Aim:
Convert the material, from its first line up to and including the line containing "column 1059, row 134", into a JSON list of strings with one string per line. Leave out blank lines.

Data listing:
◇ ◇ ◇ ◇ ◇
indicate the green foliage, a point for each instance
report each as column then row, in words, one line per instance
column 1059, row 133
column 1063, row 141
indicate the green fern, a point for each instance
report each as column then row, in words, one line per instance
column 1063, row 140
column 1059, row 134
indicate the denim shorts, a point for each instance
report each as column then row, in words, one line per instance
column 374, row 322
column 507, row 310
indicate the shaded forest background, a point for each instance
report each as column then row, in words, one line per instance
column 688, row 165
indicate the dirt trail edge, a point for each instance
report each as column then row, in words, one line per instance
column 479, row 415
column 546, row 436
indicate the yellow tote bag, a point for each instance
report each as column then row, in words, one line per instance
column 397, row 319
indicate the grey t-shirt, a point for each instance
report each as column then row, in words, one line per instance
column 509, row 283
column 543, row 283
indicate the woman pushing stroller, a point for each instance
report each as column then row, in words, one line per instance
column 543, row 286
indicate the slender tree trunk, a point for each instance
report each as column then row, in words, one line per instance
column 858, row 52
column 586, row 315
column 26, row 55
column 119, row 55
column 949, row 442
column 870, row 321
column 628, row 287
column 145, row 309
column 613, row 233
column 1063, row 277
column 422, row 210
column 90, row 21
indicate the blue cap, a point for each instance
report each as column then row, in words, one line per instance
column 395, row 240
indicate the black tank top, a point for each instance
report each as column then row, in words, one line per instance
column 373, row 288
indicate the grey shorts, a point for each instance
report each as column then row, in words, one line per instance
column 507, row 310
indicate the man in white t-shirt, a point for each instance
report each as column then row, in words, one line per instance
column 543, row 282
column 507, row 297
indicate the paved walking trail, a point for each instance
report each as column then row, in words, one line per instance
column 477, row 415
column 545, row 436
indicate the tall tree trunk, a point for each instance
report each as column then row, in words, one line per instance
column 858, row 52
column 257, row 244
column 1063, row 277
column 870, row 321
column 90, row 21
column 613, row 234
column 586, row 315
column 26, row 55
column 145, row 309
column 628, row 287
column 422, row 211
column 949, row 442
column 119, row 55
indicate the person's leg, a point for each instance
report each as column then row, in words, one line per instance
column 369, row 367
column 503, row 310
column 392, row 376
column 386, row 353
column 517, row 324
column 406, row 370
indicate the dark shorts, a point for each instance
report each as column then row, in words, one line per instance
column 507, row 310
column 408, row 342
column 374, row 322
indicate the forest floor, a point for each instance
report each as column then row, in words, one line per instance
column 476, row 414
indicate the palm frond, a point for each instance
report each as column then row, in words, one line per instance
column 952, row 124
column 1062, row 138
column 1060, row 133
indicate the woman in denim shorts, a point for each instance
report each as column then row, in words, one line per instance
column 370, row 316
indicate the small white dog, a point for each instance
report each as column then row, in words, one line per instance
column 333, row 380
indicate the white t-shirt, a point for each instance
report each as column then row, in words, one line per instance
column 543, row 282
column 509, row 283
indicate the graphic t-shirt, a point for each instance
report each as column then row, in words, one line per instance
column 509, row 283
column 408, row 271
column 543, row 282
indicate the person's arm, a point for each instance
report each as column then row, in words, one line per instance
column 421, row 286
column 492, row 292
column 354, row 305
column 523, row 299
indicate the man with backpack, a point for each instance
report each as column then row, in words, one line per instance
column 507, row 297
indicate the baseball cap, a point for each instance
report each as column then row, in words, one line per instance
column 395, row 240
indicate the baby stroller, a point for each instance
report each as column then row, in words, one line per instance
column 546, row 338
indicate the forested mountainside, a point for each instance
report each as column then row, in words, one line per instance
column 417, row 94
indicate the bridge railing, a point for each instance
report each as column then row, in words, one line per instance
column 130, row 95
◇ ◇ ◇ ◇ ◇
Finished answer:
[
  "indicate the green foliage, a point for each instance",
  "report each as column then row, in words, one line per instance",
  "column 1059, row 133",
  "column 1063, row 141",
  "indicate the green fern, a point for each instance",
  "report each as column then row, in words, one line per instance",
  "column 1063, row 140",
  "column 1059, row 134"
]